_PROVIDED DATA:_
- - - -
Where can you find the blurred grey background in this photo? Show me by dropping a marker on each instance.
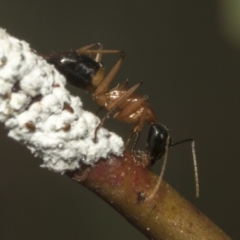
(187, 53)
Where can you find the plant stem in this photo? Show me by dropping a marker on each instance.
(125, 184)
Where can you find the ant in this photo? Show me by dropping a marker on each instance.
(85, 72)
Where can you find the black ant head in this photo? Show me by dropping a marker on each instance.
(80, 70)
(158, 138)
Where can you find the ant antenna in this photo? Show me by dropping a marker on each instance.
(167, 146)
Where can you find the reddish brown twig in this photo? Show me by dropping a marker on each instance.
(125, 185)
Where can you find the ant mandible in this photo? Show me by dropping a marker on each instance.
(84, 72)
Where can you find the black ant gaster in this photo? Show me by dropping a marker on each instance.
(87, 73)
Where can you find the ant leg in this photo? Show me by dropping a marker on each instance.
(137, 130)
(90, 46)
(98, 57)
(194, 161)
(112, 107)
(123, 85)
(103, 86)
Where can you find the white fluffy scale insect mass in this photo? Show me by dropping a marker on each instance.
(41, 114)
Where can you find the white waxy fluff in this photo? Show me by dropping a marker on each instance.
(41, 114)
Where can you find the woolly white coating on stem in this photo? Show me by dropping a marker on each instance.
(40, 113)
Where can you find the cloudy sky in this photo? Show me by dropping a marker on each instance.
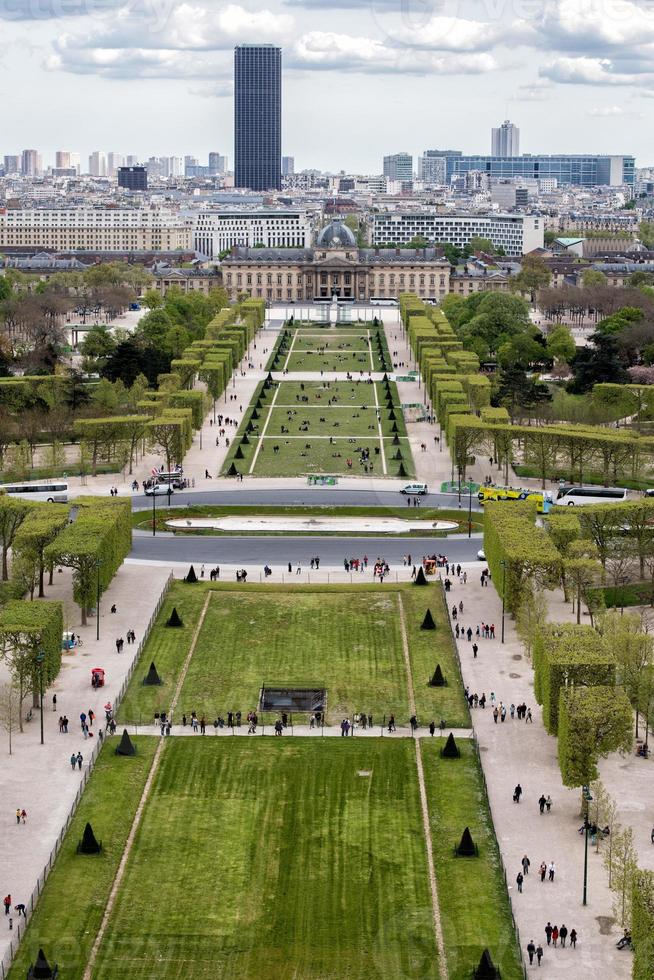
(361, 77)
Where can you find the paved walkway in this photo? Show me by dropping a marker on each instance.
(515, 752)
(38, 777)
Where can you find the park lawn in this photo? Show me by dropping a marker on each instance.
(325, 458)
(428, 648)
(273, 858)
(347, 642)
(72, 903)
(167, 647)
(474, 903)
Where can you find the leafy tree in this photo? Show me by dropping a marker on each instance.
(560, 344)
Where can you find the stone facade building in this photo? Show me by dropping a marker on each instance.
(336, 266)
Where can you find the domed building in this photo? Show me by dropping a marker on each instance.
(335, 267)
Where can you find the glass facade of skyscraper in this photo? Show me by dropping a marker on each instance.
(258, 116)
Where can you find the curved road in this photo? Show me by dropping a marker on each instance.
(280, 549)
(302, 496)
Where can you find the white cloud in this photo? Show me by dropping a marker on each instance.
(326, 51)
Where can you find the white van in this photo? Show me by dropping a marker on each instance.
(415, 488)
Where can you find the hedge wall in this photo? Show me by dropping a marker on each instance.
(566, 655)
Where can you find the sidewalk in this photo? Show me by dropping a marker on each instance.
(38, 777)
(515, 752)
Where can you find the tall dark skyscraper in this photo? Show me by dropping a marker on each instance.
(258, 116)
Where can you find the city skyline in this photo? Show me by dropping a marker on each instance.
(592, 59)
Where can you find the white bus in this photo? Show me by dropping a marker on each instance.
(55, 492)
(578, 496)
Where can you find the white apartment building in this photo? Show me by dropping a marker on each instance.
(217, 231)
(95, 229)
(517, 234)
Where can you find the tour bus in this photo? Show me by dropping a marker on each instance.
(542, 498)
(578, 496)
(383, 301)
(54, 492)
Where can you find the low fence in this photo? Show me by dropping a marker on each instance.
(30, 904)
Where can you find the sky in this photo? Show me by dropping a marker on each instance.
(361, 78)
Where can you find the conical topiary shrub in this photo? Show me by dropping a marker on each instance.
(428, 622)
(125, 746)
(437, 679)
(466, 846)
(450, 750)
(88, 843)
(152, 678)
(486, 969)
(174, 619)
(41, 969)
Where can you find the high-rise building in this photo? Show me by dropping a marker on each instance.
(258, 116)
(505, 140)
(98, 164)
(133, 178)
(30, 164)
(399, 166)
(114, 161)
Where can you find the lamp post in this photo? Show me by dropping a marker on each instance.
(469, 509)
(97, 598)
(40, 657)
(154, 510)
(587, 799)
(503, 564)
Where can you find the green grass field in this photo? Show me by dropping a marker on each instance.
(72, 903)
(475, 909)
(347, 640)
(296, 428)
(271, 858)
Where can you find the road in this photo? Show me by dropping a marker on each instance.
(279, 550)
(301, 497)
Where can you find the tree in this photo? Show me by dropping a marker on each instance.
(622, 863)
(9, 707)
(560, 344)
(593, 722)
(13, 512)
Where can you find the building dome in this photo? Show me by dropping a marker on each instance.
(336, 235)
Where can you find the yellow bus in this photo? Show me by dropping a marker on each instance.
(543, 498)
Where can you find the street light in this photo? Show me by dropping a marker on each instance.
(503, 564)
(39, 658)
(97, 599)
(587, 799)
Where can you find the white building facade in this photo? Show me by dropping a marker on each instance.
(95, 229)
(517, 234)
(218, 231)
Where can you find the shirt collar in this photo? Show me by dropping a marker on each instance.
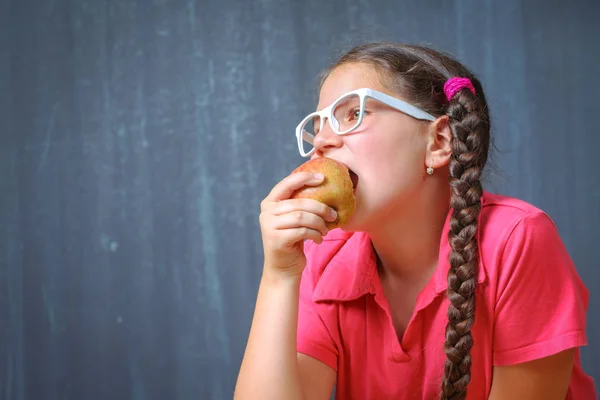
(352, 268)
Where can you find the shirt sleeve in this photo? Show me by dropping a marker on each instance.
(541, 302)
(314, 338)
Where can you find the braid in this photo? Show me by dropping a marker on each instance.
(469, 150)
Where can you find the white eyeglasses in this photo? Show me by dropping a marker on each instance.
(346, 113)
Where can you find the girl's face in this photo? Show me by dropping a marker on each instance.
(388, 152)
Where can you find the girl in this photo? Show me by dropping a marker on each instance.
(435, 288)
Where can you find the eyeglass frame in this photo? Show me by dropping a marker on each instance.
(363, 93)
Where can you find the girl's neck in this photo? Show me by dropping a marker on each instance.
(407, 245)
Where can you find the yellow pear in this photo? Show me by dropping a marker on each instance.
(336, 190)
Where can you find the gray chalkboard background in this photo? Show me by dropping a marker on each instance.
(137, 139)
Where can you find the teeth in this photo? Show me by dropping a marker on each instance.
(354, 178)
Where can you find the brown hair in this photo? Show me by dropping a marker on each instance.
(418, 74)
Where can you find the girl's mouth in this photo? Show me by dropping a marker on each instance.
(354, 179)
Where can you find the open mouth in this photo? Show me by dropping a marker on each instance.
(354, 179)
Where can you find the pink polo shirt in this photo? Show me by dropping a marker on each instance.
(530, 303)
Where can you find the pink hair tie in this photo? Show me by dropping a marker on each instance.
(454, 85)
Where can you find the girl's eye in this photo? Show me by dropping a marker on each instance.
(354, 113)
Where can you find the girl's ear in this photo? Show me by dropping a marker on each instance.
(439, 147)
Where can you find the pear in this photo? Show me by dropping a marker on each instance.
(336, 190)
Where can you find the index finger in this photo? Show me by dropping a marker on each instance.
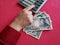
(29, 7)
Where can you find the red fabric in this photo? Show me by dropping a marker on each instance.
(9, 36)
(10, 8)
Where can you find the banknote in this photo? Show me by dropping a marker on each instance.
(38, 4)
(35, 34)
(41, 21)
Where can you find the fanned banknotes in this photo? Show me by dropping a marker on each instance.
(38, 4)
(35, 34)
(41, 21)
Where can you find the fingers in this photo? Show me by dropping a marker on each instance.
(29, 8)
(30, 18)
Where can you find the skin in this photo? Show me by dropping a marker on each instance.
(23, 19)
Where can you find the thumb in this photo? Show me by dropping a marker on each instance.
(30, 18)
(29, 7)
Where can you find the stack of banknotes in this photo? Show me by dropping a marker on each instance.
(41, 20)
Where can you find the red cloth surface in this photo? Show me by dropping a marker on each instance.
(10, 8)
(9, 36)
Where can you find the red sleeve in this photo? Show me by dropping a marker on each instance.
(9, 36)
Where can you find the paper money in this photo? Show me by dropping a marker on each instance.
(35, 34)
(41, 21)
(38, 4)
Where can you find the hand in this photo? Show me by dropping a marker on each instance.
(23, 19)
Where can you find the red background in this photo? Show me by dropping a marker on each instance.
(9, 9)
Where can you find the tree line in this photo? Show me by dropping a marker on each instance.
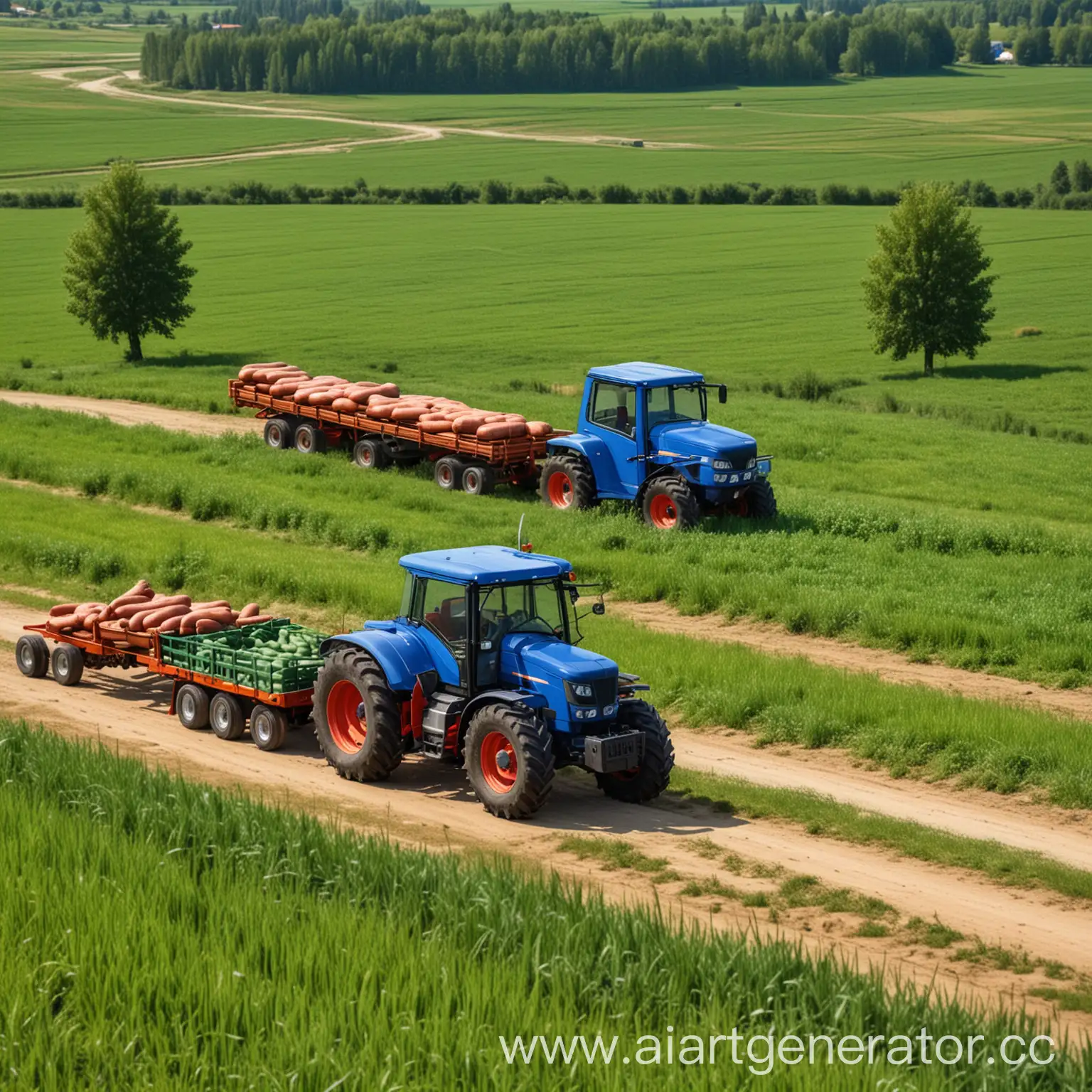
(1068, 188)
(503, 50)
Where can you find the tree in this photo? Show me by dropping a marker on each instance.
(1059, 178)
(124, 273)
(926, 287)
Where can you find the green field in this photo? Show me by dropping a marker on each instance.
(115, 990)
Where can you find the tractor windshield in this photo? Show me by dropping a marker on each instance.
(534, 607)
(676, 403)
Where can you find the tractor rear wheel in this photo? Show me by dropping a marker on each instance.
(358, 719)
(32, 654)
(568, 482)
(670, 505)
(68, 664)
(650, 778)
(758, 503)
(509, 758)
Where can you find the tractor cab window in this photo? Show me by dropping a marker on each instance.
- - - -
_WORK TO DO:_
Please retype the lines from the one that contains "Where can you find the tree line" to the final line of the records, both included, exactly as written and without any pictures.

_SOLUTION:_
Where can you find the tree line in this photo? Show me by dropping a marker on each instance.
(1068, 188)
(503, 50)
Where can you find the tree in this photo? Show me by dropping a marker on each instance.
(1059, 178)
(124, 273)
(926, 287)
Where can you find the green field in this photo? Show me by dropping a marker on each instance.
(115, 990)
Where can you find the tractor windshield in this photo? Show me by dropping a marker on each instance.
(534, 607)
(676, 403)
Where can you find the tractor rear wheel in this photo? Show me by dropping a marker on each instance.
(358, 719)
(32, 654)
(568, 482)
(670, 505)
(68, 664)
(650, 778)
(758, 503)
(509, 758)
Where can you find the tractor cab window in this photo? Show me by dropping a marker on each instance.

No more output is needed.